§ WORK TO BE COMPLETED
Which lines in the material below contain the word "police"? Report each of them in full.

§ TASK INPUT
□ □ □

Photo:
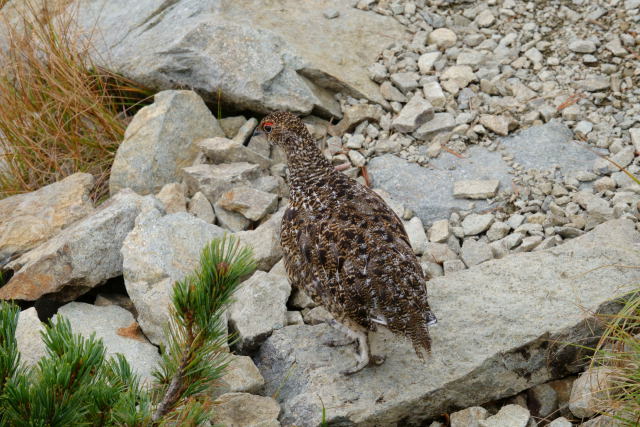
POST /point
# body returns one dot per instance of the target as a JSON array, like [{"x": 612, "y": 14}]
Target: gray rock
[
  {"x": 81, "y": 256},
  {"x": 475, "y": 189},
  {"x": 439, "y": 231},
  {"x": 417, "y": 236},
  {"x": 222, "y": 150},
  {"x": 491, "y": 361},
  {"x": 160, "y": 141},
  {"x": 213, "y": 180},
  {"x": 28, "y": 338},
  {"x": 119, "y": 332},
  {"x": 508, "y": 416},
  {"x": 474, "y": 252},
  {"x": 246, "y": 410},
  {"x": 251, "y": 203},
  {"x": 413, "y": 115},
  {"x": 200, "y": 207},
  {"x": 469, "y": 417},
  {"x": 259, "y": 307},
  {"x": 440, "y": 122},
  {"x": 475, "y": 223},
  {"x": 265, "y": 241},
  {"x": 29, "y": 219},
  {"x": 159, "y": 251},
  {"x": 241, "y": 376},
  {"x": 172, "y": 198},
  {"x": 587, "y": 390},
  {"x": 260, "y": 57}
]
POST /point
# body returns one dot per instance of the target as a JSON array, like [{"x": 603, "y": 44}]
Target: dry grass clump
[
  {"x": 619, "y": 350},
  {"x": 59, "y": 114}
]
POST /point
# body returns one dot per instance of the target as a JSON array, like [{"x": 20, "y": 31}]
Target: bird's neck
[{"x": 308, "y": 170}]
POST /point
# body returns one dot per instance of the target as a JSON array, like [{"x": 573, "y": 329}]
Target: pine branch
[{"x": 197, "y": 334}]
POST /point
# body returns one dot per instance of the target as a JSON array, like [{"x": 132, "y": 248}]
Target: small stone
[
  {"x": 475, "y": 223},
  {"x": 443, "y": 38},
  {"x": 590, "y": 386},
  {"x": 497, "y": 231},
  {"x": 251, "y": 203},
  {"x": 441, "y": 122},
  {"x": 172, "y": 197},
  {"x": 416, "y": 112},
  {"x": 474, "y": 252},
  {"x": 508, "y": 416},
  {"x": 498, "y": 124},
  {"x": 439, "y": 231},
  {"x": 417, "y": 236},
  {"x": 462, "y": 75},
  {"x": 391, "y": 93},
  {"x": 200, "y": 207},
  {"x": 475, "y": 189},
  {"x": 434, "y": 94},
  {"x": 426, "y": 61},
  {"x": 406, "y": 82},
  {"x": 485, "y": 19},
  {"x": 468, "y": 417},
  {"x": 582, "y": 46},
  {"x": 331, "y": 13},
  {"x": 453, "y": 265}
]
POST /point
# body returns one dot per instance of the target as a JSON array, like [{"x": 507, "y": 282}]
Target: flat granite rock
[{"x": 503, "y": 328}]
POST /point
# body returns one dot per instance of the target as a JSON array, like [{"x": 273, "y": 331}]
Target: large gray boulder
[
  {"x": 159, "y": 251},
  {"x": 261, "y": 56},
  {"x": 118, "y": 331},
  {"x": 27, "y": 220},
  {"x": 429, "y": 192},
  {"x": 504, "y": 326},
  {"x": 81, "y": 256},
  {"x": 161, "y": 140}
]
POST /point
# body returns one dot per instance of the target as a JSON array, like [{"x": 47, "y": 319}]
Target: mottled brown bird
[{"x": 346, "y": 248}]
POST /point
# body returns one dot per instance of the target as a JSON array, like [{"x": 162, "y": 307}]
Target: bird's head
[{"x": 284, "y": 129}]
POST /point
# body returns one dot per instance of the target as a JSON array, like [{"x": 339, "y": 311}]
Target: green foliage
[
  {"x": 76, "y": 384},
  {"x": 619, "y": 350}
]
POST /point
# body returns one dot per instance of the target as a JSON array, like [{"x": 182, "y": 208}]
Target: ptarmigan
[{"x": 346, "y": 248}]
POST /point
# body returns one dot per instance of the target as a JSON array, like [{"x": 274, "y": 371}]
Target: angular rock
[
  {"x": 241, "y": 376},
  {"x": 416, "y": 112},
  {"x": 200, "y": 207},
  {"x": 259, "y": 308},
  {"x": 508, "y": 416},
  {"x": 213, "y": 180},
  {"x": 172, "y": 198},
  {"x": 81, "y": 256},
  {"x": 475, "y": 223},
  {"x": 475, "y": 189},
  {"x": 474, "y": 252},
  {"x": 160, "y": 141},
  {"x": 265, "y": 241},
  {"x": 30, "y": 344},
  {"x": 491, "y": 361},
  {"x": 441, "y": 122},
  {"x": 159, "y": 251},
  {"x": 27, "y": 220},
  {"x": 251, "y": 203},
  {"x": 587, "y": 390},
  {"x": 469, "y": 417},
  {"x": 223, "y": 150},
  {"x": 246, "y": 410},
  {"x": 119, "y": 332}
]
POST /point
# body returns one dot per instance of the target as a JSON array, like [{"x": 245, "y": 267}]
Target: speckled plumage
[{"x": 344, "y": 246}]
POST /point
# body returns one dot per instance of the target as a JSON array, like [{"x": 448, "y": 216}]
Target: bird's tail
[{"x": 419, "y": 332}]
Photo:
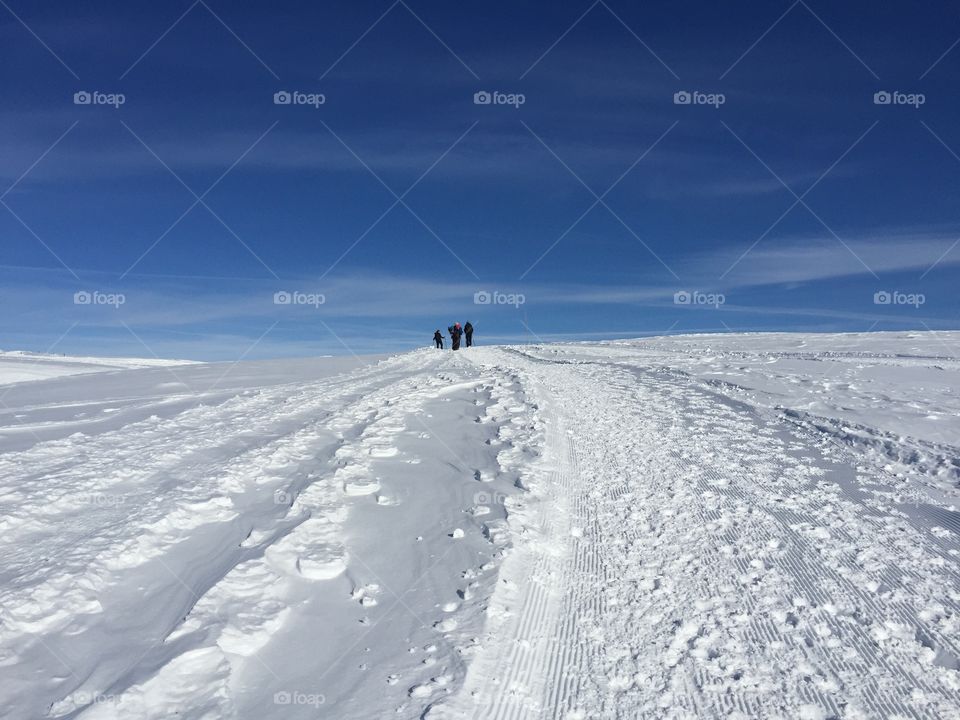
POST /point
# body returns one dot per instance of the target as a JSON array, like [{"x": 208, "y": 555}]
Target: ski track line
[{"x": 732, "y": 514}]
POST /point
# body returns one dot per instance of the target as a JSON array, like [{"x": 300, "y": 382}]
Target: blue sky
[{"x": 602, "y": 204}]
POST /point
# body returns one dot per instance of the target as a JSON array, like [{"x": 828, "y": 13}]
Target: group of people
[{"x": 456, "y": 332}]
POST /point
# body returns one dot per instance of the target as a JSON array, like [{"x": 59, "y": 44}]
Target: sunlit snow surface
[{"x": 694, "y": 526}]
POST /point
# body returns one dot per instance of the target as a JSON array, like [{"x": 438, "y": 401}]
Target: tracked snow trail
[
  {"x": 681, "y": 555},
  {"x": 274, "y": 552},
  {"x": 566, "y": 531}
]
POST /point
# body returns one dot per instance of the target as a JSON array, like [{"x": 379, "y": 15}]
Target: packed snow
[
  {"x": 18, "y": 366},
  {"x": 710, "y": 526}
]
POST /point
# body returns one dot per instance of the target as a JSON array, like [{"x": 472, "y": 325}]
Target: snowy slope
[
  {"x": 18, "y": 366},
  {"x": 701, "y": 526}
]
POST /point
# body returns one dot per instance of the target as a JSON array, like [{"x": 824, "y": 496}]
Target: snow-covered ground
[
  {"x": 700, "y": 526},
  {"x": 18, "y": 366}
]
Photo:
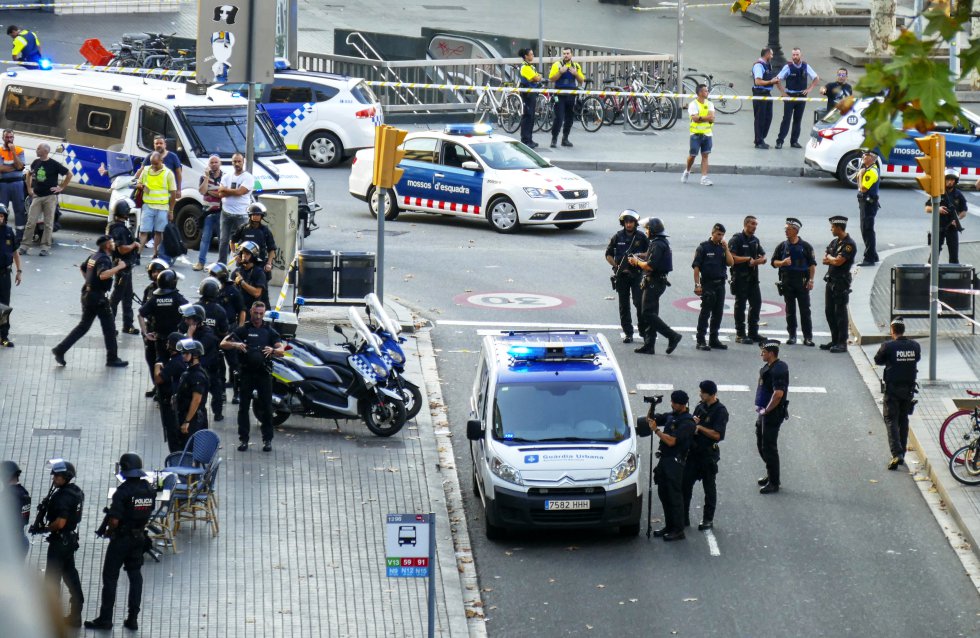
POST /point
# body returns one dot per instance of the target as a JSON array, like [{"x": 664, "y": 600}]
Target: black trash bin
[{"x": 316, "y": 275}]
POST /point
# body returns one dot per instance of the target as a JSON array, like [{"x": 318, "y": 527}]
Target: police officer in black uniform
[
  {"x": 710, "y": 421},
  {"x": 711, "y": 261},
  {"x": 191, "y": 397},
  {"x": 771, "y": 404},
  {"x": 127, "y": 250},
  {"x": 797, "y": 264},
  {"x": 127, "y": 516},
  {"x": 675, "y": 432},
  {"x": 63, "y": 513},
  {"x": 626, "y": 277},
  {"x": 900, "y": 357},
  {"x": 255, "y": 342},
  {"x": 98, "y": 271},
  {"x": 952, "y": 208},
  {"x": 838, "y": 259},
  {"x": 747, "y": 255},
  {"x": 20, "y": 498},
  {"x": 656, "y": 264}
]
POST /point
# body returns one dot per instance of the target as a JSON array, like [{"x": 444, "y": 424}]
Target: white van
[
  {"x": 552, "y": 439},
  {"x": 83, "y": 114}
]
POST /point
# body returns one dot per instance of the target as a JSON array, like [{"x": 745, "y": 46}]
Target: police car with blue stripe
[
  {"x": 836, "y": 146},
  {"x": 467, "y": 171},
  {"x": 552, "y": 437}
]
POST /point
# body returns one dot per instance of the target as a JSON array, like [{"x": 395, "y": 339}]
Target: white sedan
[{"x": 468, "y": 172}]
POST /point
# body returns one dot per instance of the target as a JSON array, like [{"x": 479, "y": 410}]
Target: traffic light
[
  {"x": 933, "y": 164},
  {"x": 387, "y": 139}
]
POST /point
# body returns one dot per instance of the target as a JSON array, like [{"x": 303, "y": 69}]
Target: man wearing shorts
[{"x": 702, "y": 114}]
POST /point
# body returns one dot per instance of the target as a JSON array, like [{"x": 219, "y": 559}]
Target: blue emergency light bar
[{"x": 468, "y": 129}]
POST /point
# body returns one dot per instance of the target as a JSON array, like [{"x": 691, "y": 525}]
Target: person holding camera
[
  {"x": 900, "y": 357},
  {"x": 626, "y": 277},
  {"x": 711, "y": 261},
  {"x": 674, "y": 430}
]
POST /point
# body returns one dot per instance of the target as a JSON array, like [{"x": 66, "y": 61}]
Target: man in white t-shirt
[{"x": 236, "y": 194}]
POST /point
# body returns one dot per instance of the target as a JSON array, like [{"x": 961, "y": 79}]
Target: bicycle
[{"x": 507, "y": 109}]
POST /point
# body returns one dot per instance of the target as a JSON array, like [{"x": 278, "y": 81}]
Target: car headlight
[
  {"x": 505, "y": 472},
  {"x": 540, "y": 193},
  {"x": 624, "y": 470}
]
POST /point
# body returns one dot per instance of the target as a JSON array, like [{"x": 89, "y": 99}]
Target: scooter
[{"x": 348, "y": 384}]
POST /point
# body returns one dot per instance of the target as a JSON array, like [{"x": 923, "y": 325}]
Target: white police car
[
  {"x": 551, "y": 434},
  {"x": 836, "y": 142},
  {"x": 469, "y": 172}
]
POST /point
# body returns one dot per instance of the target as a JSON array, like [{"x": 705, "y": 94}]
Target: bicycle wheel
[
  {"x": 725, "y": 99},
  {"x": 957, "y": 430},
  {"x": 964, "y": 465},
  {"x": 637, "y": 113},
  {"x": 593, "y": 113}
]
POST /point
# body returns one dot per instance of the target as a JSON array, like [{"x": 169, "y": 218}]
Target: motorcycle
[{"x": 346, "y": 384}]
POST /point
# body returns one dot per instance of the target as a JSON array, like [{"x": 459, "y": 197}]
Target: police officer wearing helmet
[
  {"x": 191, "y": 397},
  {"x": 20, "y": 498},
  {"x": 900, "y": 357},
  {"x": 952, "y": 208},
  {"x": 656, "y": 264},
  {"x": 98, "y": 271},
  {"x": 254, "y": 230},
  {"x": 63, "y": 513},
  {"x": 626, "y": 277},
  {"x": 249, "y": 277},
  {"x": 127, "y": 251},
  {"x": 674, "y": 431},
  {"x": 127, "y": 515}
]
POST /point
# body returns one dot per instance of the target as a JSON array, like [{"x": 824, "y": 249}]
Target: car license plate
[{"x": 566, "y": 505}]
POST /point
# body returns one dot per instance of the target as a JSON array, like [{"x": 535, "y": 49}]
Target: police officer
[
  {"x": 259, "y": 233},
  {"x": 19, "y": 497},
  {"x": 626, "y": 277},
  {"x": 63, "y": 513},
  {"x": 529, "y": 79},
  {"x": 711, "y": 261},
  {"x": 98, "y": 271},
  {"x": 216, "y": 319},
  {"x": 899, "y": 356},
  {"x": 255, "y": 342},
  {"x": 710, "y": 421},
  {"x": 771, "y": 405},
  {"x": 8, "y": 257},
  {"x": 191, "y": 397},
  {"x": 747, "y": 255},
  {"x": 127, "y": 516},
  {"x": 166, "y": 375},
  {"x": 127, "y": 250},
  {"x": 163, "y": 311},
  {"x": 675, "y": 431},
  {"x": 249, "y": 278},
  {"x": 656, "y": 264},
  {"x": 868, "y": 180},
  {"x": 952, "y": 208},
  {"x": 838, "y": 259},
  {"x": 797, "y": 264}
]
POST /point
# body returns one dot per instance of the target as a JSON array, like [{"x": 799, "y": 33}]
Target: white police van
[
  {"x": 551, "y": 434},
  {"x": 90, "y": 118}
]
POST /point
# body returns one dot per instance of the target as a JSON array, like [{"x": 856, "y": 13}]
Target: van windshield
[
  {"x": 221, "y": 130},
  {"x": 560, "y": 411}
]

□ □ □

§ EXPECTED ANSWER
Target: police officer in black uniform
Target: police car with blue stripe
Target: white police car
Target: police officer wearing helmet
Target: police officer
Target: white police van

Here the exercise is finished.